Available data -
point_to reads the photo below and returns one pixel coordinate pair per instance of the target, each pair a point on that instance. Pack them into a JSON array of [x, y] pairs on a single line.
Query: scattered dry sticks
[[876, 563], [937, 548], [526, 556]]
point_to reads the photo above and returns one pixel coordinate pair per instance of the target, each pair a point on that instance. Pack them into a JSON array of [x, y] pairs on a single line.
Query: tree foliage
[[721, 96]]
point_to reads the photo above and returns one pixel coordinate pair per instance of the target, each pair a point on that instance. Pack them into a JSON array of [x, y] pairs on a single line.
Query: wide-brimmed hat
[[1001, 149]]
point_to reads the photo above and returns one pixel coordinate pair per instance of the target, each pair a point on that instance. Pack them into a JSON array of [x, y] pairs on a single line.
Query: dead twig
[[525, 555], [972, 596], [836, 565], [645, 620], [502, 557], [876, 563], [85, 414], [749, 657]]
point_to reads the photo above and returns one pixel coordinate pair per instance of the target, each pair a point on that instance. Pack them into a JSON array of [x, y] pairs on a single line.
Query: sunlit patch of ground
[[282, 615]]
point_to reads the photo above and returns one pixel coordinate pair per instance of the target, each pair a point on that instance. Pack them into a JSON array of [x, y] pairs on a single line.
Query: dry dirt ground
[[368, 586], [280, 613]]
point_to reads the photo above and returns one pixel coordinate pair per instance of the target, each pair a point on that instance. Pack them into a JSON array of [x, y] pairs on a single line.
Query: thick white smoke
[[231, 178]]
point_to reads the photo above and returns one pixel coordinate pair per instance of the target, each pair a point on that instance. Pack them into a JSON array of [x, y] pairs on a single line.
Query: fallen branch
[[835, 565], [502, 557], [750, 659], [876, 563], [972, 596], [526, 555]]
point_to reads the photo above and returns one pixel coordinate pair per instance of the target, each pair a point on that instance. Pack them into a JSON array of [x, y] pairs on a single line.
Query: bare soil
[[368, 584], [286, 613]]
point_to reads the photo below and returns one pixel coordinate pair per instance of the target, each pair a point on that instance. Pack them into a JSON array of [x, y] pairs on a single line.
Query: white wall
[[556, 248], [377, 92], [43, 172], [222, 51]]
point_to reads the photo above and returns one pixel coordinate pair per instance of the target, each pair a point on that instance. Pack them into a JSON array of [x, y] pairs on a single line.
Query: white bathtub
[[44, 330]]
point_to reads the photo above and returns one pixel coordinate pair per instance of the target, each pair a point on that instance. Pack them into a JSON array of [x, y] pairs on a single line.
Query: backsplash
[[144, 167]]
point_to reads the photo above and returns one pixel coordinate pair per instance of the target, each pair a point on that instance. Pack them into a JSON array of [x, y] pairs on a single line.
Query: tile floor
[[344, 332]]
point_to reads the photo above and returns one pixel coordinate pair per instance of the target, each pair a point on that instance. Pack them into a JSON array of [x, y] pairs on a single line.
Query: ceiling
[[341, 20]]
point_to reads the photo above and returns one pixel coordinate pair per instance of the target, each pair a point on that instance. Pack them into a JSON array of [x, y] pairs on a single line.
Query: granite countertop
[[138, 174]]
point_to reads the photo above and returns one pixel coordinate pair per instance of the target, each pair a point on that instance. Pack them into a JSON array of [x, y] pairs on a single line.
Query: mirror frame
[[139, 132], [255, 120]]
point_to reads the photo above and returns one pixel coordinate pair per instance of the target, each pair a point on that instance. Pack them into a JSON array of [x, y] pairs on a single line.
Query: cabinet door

Task objective - Convert the material above into a Markdown table with the columns Row and Text, one line per row and numbered in order. Leave out any blank lines.

Written response -
| Row | Text |
|---|---|
| 1 | point_to reads the photo below and returns one pixel coordinate pair per instance of the target, each pair a point on that instance. Pack them into a JSON array of [x, y] pairs on a single line. |
| 2 | Query: scattered dry sticks |
| 3 | [[876, 563], [937, 548], [526, 556]] |
| 4 | point_to reads the photo above and returns one pixel coordinate pair per instance of the target, each pair a point on that instance. Pack them into a JSON array of [x, y] pairs on a single line. |
| 5 | Query: tree foliage |
| 6 | [[721, 96]] |
| 7 | point_to reads the photo above and returns one pixel coordinate pair per instance of the target, each pair a point on that instance. Pack them into a JSON array of [x, y] pairs on a single line. |
| 8 | Query: wide-brimmed hat |
| 9 | [[1001, 149]] |
| 10 | point_to reads the photo above and returns one pixel coordinate pair per instance of the target, each pair a point on that instance. Pack them into a JSON array of [x, y] pairs on a single line. |
| 11 | Query: dead twig |
| 12 | [[525, 555], [972, 596], [836, 565], [645, 620], [502, 557], [876, 563], [85, 414], [749, 657]] |
| 13 | point_to reads the photo above and returns one pixel coordinate pair per instance of the target, each pair a point on that instance. Pack them into a JSON array of [x, y] pairs on a single line. |
| 14 | Query: sunlit patch of ground |
| 15 | [[282, 615]] |
| 16 | point_to reads the photo above and returns one pixel coordinate pair per instance of the target, each pair a point on that instance. Pack them into a JSON array of [x, y] pairs on a single line. |
| 17 | Query: dry dirt ground |
| 18 | [[368, 586], [280, 613]] |
| 19 | point_to reads the photo above and returns one pixel coordinate pair per instance of the target, each pair a point on that instance. Pack them into a JSON array of [x, y] pairs on a single line. |
| 20 | Query: thick white smoke |
| 21 | [[231, 178]] |
| 22 | point_to reads the photo above and returns one pixel coordinate pair per instance of the target, each pair a point on that instance. Pack them into a JSON array of [x, y] pairs on a single line. |
| 23 | Query: fallen branch |
| 24 | [[835, 565], [502, 557], [750, 659], [876, 563], [972, 596], [526, 555]] |
| 25 | point_to reads the photo above and returns one pixel coordinate pair per instance of the target, each pair a point on that instance. Pack them into a JSON array of [x, y] pairs on a single line. |
| 26 | Query: bare soil |
| 27 | [[368, 584], [286, 613]] |
| 28 | point_to reads the photo below and returns one pixel coordinate pair per instance of the target, each pair a point on that instance. Pack them into a JSON array of [x, y] pairs on a single line. |
| 29 | Query: white wall |
| 30 | [[556, 248], [377, 92], [43, 172], [222, 51]] |
| 31 | point_to reads the photo above and returns one pixel coordinate pair per instance of the target, each pair a point on that instance. Pack them into a JSON array of [x, y] pairs on a single line. |
| 32 | Query: white bathtub |
| 33 | [[44, 330]] |
| 34 | point_to reads the photo above and returns one pixel coordinate pair per instance of the target, each pair a point on that instance. Pack them into a JSON array of [x, y] pairs on a single line. |
| 35 | Query: backsplash |
| 36 | [[144, 167]] |
| 37 | point_to reads the photo above and returns one pixel coordinate pair per instance of the target, each pair a point on that instance. Pack them into a JSON array of [x, y] pairs on a single line. |
| 38 | Query: tile floor |
| 39 | [[344, 332]] |
| 40 | point_to reads the photo above and returns one pixel coordinate pair per instance of the target, each pair a point on that instance. Pack them into a JSON array of [x, y] pairs on a single line. |
| 41 | Query: ceiling |
| 42 | [[341, 20]] |
| 43 | point_to reads the photo above and returns one pixel coordinate pair per instance of the target, each pair a point on that instance. Pack them into a JSON array of [x, y] pairs on a single line. |
| 44 | Query: granite countertop |
| 45 | [[138, 174]] |
| 46 | point_to reads the photo above and returns one pixel coordinate pair per instance of the target, each pair a point on that instance. Pack them into a JSON array of [x, y] pairs on a single line. |
| 47 | Query: mirror frame |
| 48 | [[139, 132], [255, 120]] |
| 49 | point_to reads the photo above and returns one pixel coordinate pair per instance of the target, each pair a point on that instance. Pack them into a JSON array of [x, y] pairs on a single line. |
| 50 | Query: cabinet door |